- [EXERCISE INPUTS]
— Begin —
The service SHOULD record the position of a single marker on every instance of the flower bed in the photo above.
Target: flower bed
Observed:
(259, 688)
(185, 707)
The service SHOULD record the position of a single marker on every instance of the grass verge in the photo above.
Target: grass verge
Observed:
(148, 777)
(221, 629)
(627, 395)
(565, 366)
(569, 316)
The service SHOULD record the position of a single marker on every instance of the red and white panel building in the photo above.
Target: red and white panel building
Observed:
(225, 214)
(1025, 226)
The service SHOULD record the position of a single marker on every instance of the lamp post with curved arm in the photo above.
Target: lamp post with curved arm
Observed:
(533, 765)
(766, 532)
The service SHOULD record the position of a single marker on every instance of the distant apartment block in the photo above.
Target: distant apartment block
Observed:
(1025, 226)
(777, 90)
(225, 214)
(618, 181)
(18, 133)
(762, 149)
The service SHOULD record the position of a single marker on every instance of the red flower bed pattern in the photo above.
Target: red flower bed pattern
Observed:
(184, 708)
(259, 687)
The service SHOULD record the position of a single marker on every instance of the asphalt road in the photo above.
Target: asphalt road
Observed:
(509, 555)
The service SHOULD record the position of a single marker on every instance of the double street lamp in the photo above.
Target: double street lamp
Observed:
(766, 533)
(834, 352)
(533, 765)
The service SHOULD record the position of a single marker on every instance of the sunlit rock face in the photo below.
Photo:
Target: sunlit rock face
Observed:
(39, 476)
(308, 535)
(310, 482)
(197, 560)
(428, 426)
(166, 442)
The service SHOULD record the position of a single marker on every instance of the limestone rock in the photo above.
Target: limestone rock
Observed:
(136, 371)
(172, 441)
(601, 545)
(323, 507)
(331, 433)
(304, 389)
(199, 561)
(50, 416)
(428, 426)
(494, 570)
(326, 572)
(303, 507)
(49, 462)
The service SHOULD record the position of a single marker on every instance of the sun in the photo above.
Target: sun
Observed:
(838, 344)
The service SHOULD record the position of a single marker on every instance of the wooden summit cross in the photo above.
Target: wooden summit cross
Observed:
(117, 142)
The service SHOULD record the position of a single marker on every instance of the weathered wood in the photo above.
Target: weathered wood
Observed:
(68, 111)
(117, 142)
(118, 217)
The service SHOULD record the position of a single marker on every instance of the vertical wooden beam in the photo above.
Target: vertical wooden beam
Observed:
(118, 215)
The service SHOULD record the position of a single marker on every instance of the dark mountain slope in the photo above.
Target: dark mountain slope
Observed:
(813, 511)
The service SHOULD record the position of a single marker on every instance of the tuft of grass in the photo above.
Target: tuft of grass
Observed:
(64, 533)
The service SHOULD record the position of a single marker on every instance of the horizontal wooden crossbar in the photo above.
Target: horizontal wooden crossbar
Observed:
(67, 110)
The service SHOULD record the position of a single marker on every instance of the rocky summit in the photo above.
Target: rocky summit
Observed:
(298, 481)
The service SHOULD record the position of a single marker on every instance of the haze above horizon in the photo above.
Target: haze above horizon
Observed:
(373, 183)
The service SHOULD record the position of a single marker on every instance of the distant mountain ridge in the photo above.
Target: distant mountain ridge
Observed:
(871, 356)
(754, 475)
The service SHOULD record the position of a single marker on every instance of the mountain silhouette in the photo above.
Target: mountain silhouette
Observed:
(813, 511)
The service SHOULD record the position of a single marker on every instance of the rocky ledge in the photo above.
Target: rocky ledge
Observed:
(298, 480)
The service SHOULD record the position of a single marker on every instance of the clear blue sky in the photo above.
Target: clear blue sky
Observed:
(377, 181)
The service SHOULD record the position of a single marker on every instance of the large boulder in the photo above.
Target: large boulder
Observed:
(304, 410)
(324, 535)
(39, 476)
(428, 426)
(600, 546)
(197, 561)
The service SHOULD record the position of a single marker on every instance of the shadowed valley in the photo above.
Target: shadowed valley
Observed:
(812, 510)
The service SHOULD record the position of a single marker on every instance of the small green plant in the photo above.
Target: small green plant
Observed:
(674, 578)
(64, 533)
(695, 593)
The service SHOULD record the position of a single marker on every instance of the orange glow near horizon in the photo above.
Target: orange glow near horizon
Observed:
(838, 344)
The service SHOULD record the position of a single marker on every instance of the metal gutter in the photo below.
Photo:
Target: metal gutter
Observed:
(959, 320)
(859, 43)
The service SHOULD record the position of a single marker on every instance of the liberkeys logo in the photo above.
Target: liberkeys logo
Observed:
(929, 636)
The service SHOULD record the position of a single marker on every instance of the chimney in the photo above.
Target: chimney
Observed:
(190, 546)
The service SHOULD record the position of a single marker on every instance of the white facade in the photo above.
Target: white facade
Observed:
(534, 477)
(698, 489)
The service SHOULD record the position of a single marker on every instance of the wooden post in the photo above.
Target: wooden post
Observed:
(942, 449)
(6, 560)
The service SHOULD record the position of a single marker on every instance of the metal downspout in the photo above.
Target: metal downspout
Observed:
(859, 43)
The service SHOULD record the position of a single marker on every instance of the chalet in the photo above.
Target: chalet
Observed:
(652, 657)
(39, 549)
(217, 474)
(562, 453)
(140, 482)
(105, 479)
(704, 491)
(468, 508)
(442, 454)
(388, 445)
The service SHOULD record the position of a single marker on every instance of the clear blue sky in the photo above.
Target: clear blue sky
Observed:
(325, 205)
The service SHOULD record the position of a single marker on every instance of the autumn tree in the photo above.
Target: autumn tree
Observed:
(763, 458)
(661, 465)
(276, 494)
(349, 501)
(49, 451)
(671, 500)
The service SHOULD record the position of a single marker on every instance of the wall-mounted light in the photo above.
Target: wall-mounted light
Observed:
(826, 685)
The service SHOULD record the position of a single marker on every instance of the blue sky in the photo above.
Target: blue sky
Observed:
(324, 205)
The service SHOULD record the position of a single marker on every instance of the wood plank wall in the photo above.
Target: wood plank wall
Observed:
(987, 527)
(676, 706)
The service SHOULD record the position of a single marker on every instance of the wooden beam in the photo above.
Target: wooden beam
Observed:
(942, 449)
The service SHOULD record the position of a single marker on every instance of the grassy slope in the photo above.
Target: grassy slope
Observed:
— End —
- [TASK GOAL]
Exactly as written above, please repeat the entries.

- [TASK RESPONSE]
The service SHOULD record the position of a single marker on every instance of the flower bed in the photo above.
Target: flower bed
Observed:
(259, 688)
(185, 707)
The service SHOULD record the position of a single marker on every instance of the grass verge in the photo above.
Target: grass verge
Observed:
(148, 777)
(221, 629)
(627, 395)
(565, 366)
(569, 316)
The service SHOULD record the position of a single marker on every instance of the red and white panel building in the photo above.
Target: red and white panel building
Observed:
(225, 214)
(1025, 226)
The service SHOULD record the position of a single marker on every instance of the lamp post with curved arm in the photo above.
Target: lamp post with curved arm
Observed:
(533, 765)
(766, 532)
The service SHOULD record the position of a single marker on every instance of the distant apartment block in the photo above.
Target: distant apartment block
Observed:
(1025, 226)
(777, 90)
(225, 214)
(618, 181)
(18, 133)
(762, 149)
The service SHOULD record the position of a single marker on every instance of the red flower bed pattern in the photo above.
Target: red flower bed pattern
Observed:
(184, 708)
(259, 687)
The service SHOULD record the position of a single marker on every instance of the asphalt road in the photo above.
Target: asphalt road
Observed:
(509, 555)
The service SHOULD record the position of a single marker on every instance of the double street lamp in the photo above.
Target: double street lamp
Observed:
(766, 533)
(834, 352)
(533, 765)
The service SHOULD record the position of a single marker on every instance of the sunlit rock face in the photo below.
Photo:
Target: sunlit rock face
Observed:
(39, 476)
(308, 535)
(310, 482)
(197, 560)
(428, 426)
(166, 442)
The service SHOULD record the position of a single marker on every instance of the limestone rock in the photo above.
Target: limestone rock
Observed:
(136, 371)
(172, 441)
(601, 545)
(323, 507)
(331, 433)
(304, 389)
(199, 561)
(50, 416)
(428, 426)
(494, 570)
(326, 572)
(303, 507)
(49, 462)
The service SHOULD record the position of a single marker on every instance of the sun in the photo above.
Target: sun
Observed:
(838, 344)
The service SHOULD record the position of a single marker on every instance of the wooden summit cross in the photo above.
Target: wooden summit cross
Observed:
(117, 142)
The service SHOULD record the position of a single marker on every instance of the weathered wood in the photo above.
Target: weathered wood
Observed:
(68, 111)
(117, 142)
(118, 217)
The service SHOULD record the position of a single marker on every instance of the vertical wooden beam in the photo above.
Target: vertical wooden beam
Observed:
(118, 215)
The service SHOULD record the position of a single marker on every instance of the dark mountain slope in the photo above.
Target: dark mountain slope
Observed:
(813, 511)
The service SHOULD record the position of a single marker on every instance of the tuft of grass in the photo above.
Target: tuft of grass
Observed:
(64, 533)
The service SHOULD record the position of a single marker on every instance of the horizontal wooden crossbar in the photo above.
Target: horizontal wooden crossbar
Observed:
(67, 110)
The service SHOULD record the position of a single marker on every instance of the rocky summit in the photo above.
Target: rocky summit
Observed:
(298, 481)
The service SHOULD record the position of a single marker on every instance of the haze above horizon in the photo above.
Target: haze above horizon
Observed:
(373, 183)
The service SHOULD record the position of a single marker on every instance of the distant mountain ridge in the photo above.
Target: distant mountain ridge
Observed:
(871, 356)
(754, 475)
The service SHOULD record the position of a single marker on every instance of the mountain silhouette in the photo above.
Target: mountain silhouette
Observed:
(813, 511)
The service SHOULD record the position of a single marker on every instance of the rocky ledge in the photo above.
Target: rocky ledge
Observed:
(298, 480)
The service SHOULD record the position of a single marker on every instance of the clear blue sky in the photo above.
Target: clear blue sky
Observed:
(377, 181)
The service SHOULD record the position of a single marker on every instance of the large boulder in the photo above.
Target: large boulder
Observed:
(304, 410)
(324, 535)
(39, 476)
(428, 426)
(600, 546)
(197, 561)
The service SHOULD record the position of a single marker on every instance of the shadowed valley in the photo above.
Target: shadowed valley
Observed:
(812, 510)
The service SHOULD record the position of a single marker on every instance of the small green plant in the photo above.
Target: small green plant
Observed:
(674, 578)
(64, 533)
(695, 593)
The service SHOULD record the position of a single marker on every instance of the orange glow near horizon in the photo above.
Target: orange glow near horizon
Observed:
(838, 344)
The service SHOULD record the position of a single marker on every instance of the metal gutter in the photo below.
Photo:
Target: metal gutter
Observed:
(959, 320)
(859, 43)
The service SHOULD record the position of a single marker on every instance of the liberkeys logo in the photo above.
Target: liberkeys logo
Observed:
(929, 636)
The service SHOULD record the position of a single marker on every instance of the chimney in the photo above.
Target: chimney
Observed:
(190, 546)
The service SHOULD record the position of a single marker on every instance of the white facade in the photo above.
Target: white facade
Observed:
(534, 477)
(698, 489)
The service SHOULD record the position of a single marker on every instance of the wooden post in the photo above.
Target: wooden post
Observed:
(942, 449)
(6, 560)
The service SHOULD record the position of a single marker on every instance of the metal downspout in the photo above.
Target: metal downspout
Observed:
(859, 43)
The service SHOULD record the position of a single marker on every instance of the chalet in the photo above.
Target: chalet
Observed:
(652, 657)
(39, 549)
(217, 474)
(562, 453)
(140, 482)
(105, 479)
(704, 491)
(468, 508)
(442, 454)
(388, 445)
The service SHOULD record the position of a single marker on every instance of the clear blue sky in the photo above.
Target: clear blue sky
Observed:
(325, 205)
The service SHOULD record the position of a single marker on every instance of the autumn tree in the photo above.
Target: autumn tree
Observed:
(763, 458)
(661, 465)
(276, 494)
(349, 501)
(49, 451)
(671, 500)
The service SHOULD record the position of a single marker on every instance of the wall-mounted light in the photo above.
Target: wall-mounted light
Observed:
(826, 685)
The service SHOULD record the position of a single marker on every instance of the blue sky in the photo above.
Target: blue sky
Observed:
(324, 205)
The service SHOULD record the position of a single marker on every instance of the wood plank wall in the photo above.
Target: wood plank wall
Observed:
(987, 527)
(676, 706)
The service SHOULD record the position of a single marker on every instance of the wooden beam in the photo above.
Target: wooden beam
Observed:
(942, 449)
The service SHOULD record the position of a single marker on every instance of the grassy slope in the photo above.
Target: grassy slope
Observed:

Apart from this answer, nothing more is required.